(TASK MATERIAL Opens)

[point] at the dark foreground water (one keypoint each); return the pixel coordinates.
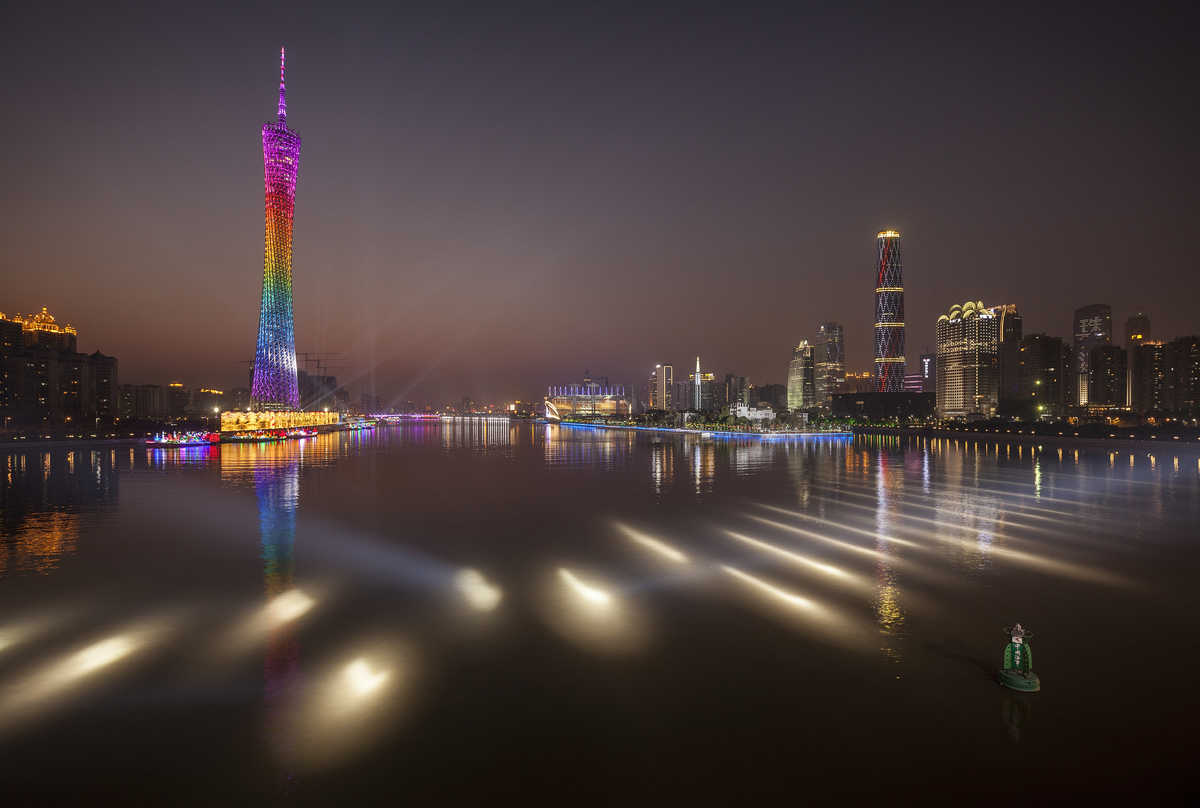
(652, 618)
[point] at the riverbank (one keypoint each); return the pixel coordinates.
(712, 434)
(1120, 440)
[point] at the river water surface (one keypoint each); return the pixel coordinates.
(471, 610)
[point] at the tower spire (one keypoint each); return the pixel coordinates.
(283, 93)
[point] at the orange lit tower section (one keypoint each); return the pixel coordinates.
(888, 313)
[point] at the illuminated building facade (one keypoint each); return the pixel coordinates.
(45, 381)
(589, 399)
(274, 384)
(42, 329)
(831, 360)
(1009, 354)
(969, 361)
(735, 391)
(802, 377)
(1137, 331)
(179, 397)
(1107, 366)
(888, 313)
(1093, 328)
(702, 385)
(1044, 369)
(251, 422)
(1149, 377)
(661, 387)
(1183, 360)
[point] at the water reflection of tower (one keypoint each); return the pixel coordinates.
(277, 489)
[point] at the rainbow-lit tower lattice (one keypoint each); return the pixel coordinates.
(888, 313)
(275, 358)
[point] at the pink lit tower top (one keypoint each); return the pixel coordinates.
(275, 357)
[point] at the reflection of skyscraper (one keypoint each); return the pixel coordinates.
(1137, 331)
(888, 313)
(275, 358)
(1093, 328)
(969, 360)
(831, 361)
(661, 387)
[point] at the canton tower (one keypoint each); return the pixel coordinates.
(888, 313)
(275, 357)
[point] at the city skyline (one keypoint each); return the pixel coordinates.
(420, 243)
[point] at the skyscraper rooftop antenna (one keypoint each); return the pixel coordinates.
(283, 93)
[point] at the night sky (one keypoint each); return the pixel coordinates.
(491, 201)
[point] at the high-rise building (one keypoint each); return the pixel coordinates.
(275, 384)
(735, 389)
(1183, 375)
(1150, 377)
(702, 385)
(1092, 328)
(179, 397)
(969, 361)
(317, 391)
(928, 372)
(1107, 376)
(1137, 331)
(1044, 363)
(1009, 354)
(772, 395)
(831, 360)
(661, 387)
(588, 399)
(45, 381)
(802, 377)
(888, 313)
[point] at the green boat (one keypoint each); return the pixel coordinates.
(1017, 672)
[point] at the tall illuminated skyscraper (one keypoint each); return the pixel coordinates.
(274, 385)
(1093, 328)
(888, 313)
(831, 361)
(802, 377)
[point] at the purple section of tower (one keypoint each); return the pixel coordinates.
(889, 359)
(274, 385)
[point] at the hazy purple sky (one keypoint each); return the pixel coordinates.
(492, 201)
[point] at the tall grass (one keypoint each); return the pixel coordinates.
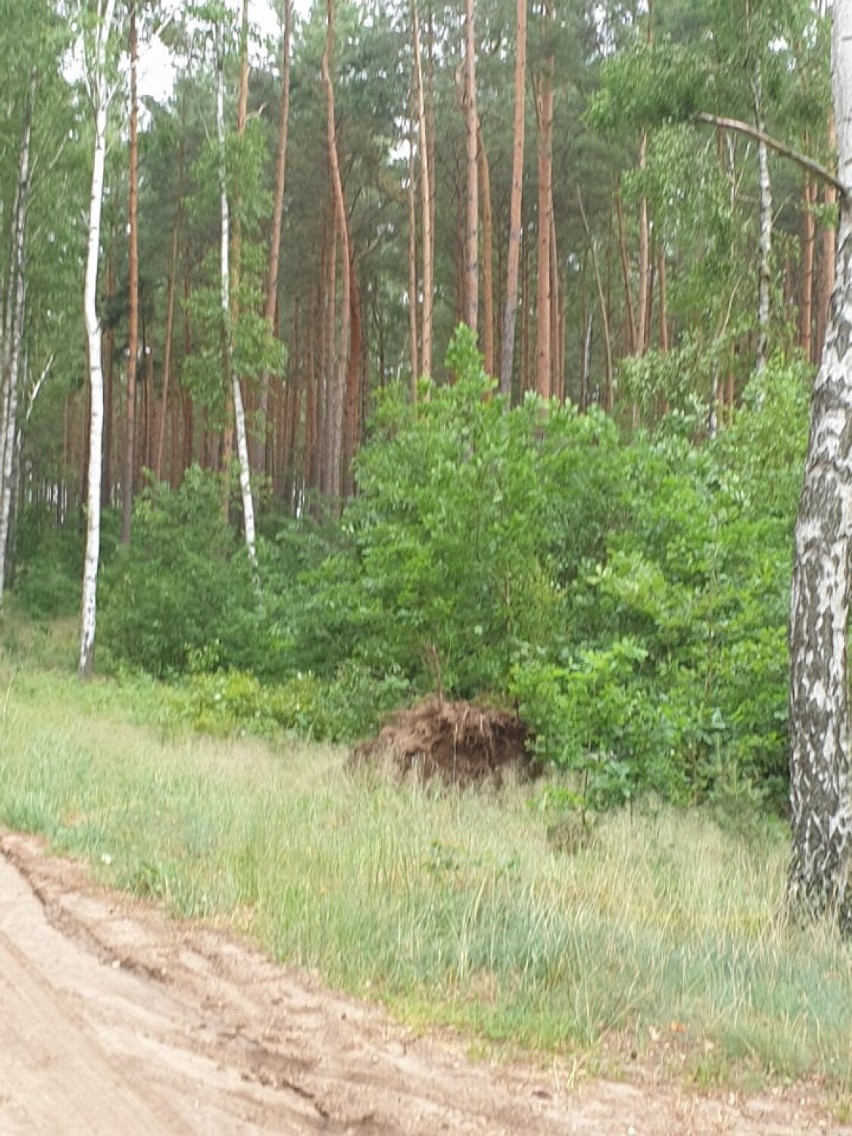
(660, 938)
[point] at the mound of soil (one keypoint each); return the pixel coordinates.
(457, 742)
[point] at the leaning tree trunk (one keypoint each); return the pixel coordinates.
(819, 708)
(227, 330)
(93, 336)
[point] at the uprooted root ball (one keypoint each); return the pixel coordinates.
(458, 742)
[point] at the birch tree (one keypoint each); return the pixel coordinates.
(14, 332)
(227, 334)
(819, 884)
(99, 92)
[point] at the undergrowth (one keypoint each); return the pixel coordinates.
(659, 935)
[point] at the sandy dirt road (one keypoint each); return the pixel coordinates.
(118, 1021)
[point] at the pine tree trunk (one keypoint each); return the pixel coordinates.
(93, 339)
(805, 310)
(412, 333)
(544, 295)
(341, 364)
(510, 312)
(426, 198)
(819, 711)
(472, 226)
(487, 259)
(130, 431)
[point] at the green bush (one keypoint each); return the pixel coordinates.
(182, 593)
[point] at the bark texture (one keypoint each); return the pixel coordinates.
(100, 95)
(821, 807)
(510, 314)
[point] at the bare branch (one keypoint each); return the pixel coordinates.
(751, 132)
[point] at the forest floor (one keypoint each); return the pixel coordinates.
(115, 1018)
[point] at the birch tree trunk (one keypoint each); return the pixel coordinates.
(819, 712)
(765, 244)
(274, 261)
(227, 332)
(510, 314)
(100, 98)
(16, 305)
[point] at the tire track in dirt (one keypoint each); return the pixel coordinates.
(115, 1019)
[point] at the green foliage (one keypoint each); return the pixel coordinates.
(183, 587)
(460, 537)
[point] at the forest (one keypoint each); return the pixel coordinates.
(394, 348)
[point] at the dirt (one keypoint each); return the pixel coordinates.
(459, 743)
(115, 1018)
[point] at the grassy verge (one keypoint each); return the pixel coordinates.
(658, 941)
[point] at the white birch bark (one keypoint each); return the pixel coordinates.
(428, 262)
(16, 305)
(819, 706)
(100, 98)
(227, 337)
(765, 244)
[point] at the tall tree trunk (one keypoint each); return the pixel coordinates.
(487, 259)
(341, 365)
(130, 410)
(227, 328)
(624, 257)
(167, 344)
(426, 198)
(273, 265)
(510, 312)
(765, 245)
(827, 256)
(544, 297)
(412, 333)
(100, 95)
(820, 878)
(472, 226)
(805, 310)
(14, 345)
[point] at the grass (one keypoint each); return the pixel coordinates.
(660, 938)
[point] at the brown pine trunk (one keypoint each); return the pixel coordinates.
(167, 344)
(827, 259)
(339, 381)
(544, 295)
(130, 432)
(487, 259)
(510, 312)
(426, 200)
(631, 319)
(412, 334)
(472, 223)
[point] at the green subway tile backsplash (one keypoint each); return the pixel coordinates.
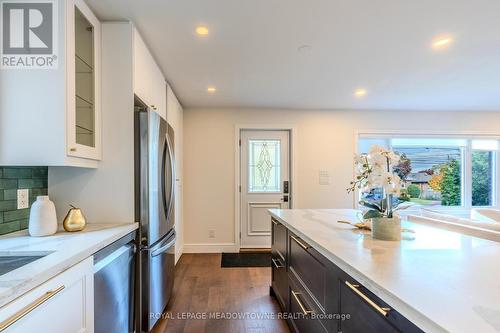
(11, 179)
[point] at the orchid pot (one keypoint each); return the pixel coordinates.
(385, 228)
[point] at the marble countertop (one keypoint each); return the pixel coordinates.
(441, 280)
(66, 249)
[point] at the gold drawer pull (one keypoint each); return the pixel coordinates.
(30, 307)
(277, 263)
(354, 287)
(301, 305)
(302, 245)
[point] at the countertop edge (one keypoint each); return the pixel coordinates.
(53, 271)
(412, 314)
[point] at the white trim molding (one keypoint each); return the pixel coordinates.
(210, 248)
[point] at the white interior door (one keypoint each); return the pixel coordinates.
(264, 180)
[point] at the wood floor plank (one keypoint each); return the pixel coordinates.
(205, 290)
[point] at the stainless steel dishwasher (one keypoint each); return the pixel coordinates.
(114, 271)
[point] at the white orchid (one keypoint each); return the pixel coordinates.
(375, 170)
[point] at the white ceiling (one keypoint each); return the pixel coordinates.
(384, 46)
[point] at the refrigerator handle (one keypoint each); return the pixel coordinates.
(163, 249)
(172, 177)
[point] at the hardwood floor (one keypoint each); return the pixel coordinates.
(203, 288)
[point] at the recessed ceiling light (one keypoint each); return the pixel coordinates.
(202, 30)
(360, 92)
(441, 42)
(304, 48)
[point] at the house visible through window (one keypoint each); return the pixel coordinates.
(435, 171)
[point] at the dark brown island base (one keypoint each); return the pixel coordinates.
(317, 296)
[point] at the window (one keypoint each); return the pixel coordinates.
(435, 171)
(483, 166)
(264, 166)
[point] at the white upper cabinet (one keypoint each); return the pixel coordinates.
(83, 70)
(149, 83)
(53, 116)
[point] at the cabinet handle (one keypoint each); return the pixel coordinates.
(301, 305)
(302, 245)
(30, 307)
(354, 287)
(277, 263)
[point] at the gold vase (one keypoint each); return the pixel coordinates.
(74, 220)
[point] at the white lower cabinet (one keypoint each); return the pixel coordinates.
(64, 304)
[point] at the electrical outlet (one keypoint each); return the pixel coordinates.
(23, 198)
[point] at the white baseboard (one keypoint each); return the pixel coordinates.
(211, 248)
(178, 252)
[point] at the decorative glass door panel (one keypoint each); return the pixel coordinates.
(264, 163)
(264, 171)
(84, 80)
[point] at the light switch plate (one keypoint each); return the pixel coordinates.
(23, 198)
(324, 177)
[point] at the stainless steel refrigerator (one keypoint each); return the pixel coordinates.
(154, 206)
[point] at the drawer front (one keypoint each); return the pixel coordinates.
(310, 267)
(303, 310)
(279, 247)
(280, 282)
(61, 305)
(368, 312)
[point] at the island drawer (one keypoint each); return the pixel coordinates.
(309, 267)
(279, 235)
(304, 312)
(368, 313)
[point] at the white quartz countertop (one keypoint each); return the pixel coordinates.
(441, 280)
(67, 249)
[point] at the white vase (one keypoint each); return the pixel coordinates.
(43, 220)
(384, 228)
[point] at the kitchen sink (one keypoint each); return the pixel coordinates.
(12, 261)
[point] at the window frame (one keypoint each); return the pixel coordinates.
(466, 197)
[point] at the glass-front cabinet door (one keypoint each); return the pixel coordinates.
(83, 80)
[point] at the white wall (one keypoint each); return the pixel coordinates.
(324, 141)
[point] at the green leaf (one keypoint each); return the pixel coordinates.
(371, 214)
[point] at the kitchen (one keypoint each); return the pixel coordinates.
(183, 166)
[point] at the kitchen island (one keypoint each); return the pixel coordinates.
(433, 280)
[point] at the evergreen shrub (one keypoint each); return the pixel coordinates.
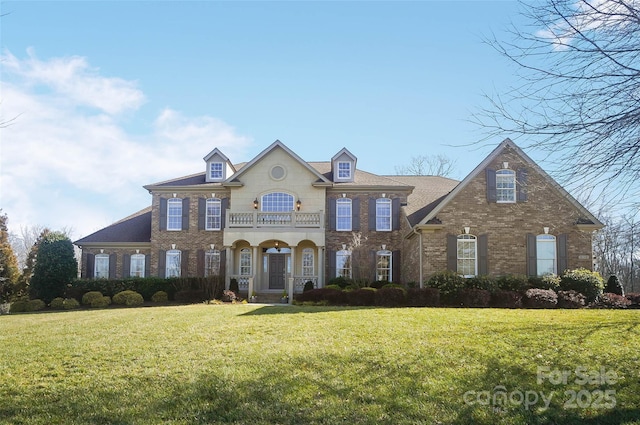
(588, 283)
(540, 298)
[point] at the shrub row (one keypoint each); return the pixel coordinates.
(452, 285)
(392, 296)
(187, 289)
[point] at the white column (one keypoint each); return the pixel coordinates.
(320, 282)
(229, 265)
(293, 273)
(254, 264)
(250, 287)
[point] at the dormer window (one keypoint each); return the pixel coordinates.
(506, 186)
(218, 166)
(344, 170)
(216, 171)
(343, 166)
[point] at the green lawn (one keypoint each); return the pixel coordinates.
(251, 364)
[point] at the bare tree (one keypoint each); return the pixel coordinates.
(578, 62)
(427, 165)
(616, 248)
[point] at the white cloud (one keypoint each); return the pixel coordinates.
(68, 166)
(76, 82)
(585, 16)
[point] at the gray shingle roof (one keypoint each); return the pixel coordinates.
(428, 192)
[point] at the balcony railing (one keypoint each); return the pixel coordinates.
(272, 219)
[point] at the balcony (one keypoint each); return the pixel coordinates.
(293, 219)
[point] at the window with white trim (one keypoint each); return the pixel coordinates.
(505, 186)
(546, 254)
(277, 202)
(383, 266)
(137, 265)
(467, 255)
(343, 214)
(174, 214)
(307, 262)
(212, 262)
(173, 265)
(101, 268)
(245, 262)
(213, 214)
(383, 214)
(216, 171)
(344, 170)
(343, 263)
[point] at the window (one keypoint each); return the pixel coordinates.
(277, 202)
(173, 263)
(467, 255)
(137, 265)
(383, 266)
(174, 214)
(506, 186)
(216, 171)
(212, 263)
(245, 262)
(343, 214)
(214, 211)
(344, 170)
(343, 263)
(102, 266)
(546, 254)
(307, 262)
(383, 214)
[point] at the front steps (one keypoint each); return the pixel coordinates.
(269, 297)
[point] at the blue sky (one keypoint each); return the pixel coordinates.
(110, 96)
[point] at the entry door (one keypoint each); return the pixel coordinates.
(276, 271)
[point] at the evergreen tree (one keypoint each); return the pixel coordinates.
(9, 272)
(613, 286)
(55, 267)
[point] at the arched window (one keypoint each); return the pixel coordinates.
(343, 263)
(505, 186)
(214, 211)
(245, 262)
(174, 214)
(308, 268)
(173, 263)
(383, 266)
(137, 265)
(101, 270)
(467, 255)
(383, 214)
(277, 202)
(343, 214)
(212, 262)
(546, 254)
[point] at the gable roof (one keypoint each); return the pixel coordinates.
(490, 158)
(216, 151)
(428, 192)
(344, 151)
(277, 144)
(133, 229)
(360, 178)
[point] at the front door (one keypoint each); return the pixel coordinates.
(276, 271)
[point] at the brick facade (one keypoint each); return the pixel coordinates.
(418, 244)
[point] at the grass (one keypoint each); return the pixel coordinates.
(254, 364)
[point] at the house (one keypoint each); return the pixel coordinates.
(278, 221)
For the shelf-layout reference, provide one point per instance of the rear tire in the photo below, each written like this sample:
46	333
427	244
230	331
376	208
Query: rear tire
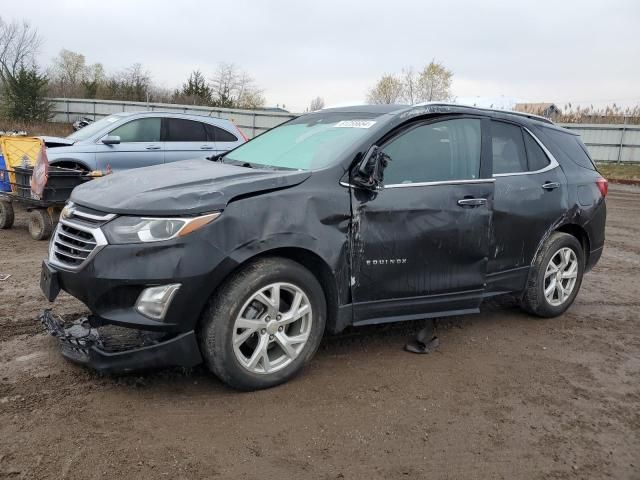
40	224
555	277
7	216
249	342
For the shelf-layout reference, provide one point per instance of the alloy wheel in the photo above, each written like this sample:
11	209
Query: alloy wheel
272	328
560	276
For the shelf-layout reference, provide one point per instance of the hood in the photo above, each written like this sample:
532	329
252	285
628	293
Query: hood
180	188
51	142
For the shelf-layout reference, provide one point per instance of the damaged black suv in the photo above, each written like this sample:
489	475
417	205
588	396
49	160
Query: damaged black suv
342	217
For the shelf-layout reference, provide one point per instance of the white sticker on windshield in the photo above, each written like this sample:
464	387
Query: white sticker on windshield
355	124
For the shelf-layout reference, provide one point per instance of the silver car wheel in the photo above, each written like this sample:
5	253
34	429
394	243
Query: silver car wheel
560	276
272	328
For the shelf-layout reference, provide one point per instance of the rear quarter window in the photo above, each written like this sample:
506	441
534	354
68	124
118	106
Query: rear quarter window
567	145
217	134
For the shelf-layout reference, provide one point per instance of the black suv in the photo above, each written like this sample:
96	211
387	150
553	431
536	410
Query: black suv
348	216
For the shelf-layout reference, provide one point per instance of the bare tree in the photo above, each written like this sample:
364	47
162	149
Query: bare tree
19	43
387	90
232	87
434	83
94	80
409	85
67	73
316	104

(TASK MATERIAL Closes)

_THE TASK_:
Search the entries for the word "like", then list each line that holds it.

_OUTPUT FOR THIS TASK_:
For the shelf-layout reference, provide one point per instance of the rear tire in the photo below, each written like this sample:
For the shelf-layout reference, provide one point per instance of the alloy wheel in the photo above, each written like this sample:
For the shelf-layout reference, provide one point per instance of the hood in the photo above, each written like this sample:
For the shelf-layout reference, provide one point per instance of the damaged black suv in the photo above, each written like this sample:
For the shelf-layout reference, provide one point per instance of the white sticker on windshield in the photo above, each written like this sample:
For the shelf-layout reference, provide one point per instance of the silver car wheel in the photo above, each written like this sample:
For the shelf-layout reference, provide one point per instance of the rear quarter window in the photo above, each written like this sample:
For the shelf-layout reference, provide one point per instance of the black suv in the photo above, each written like this sample:
For the shelf-layout reference, provide one point per instance of the bare tree in the photo above, each written like this sample:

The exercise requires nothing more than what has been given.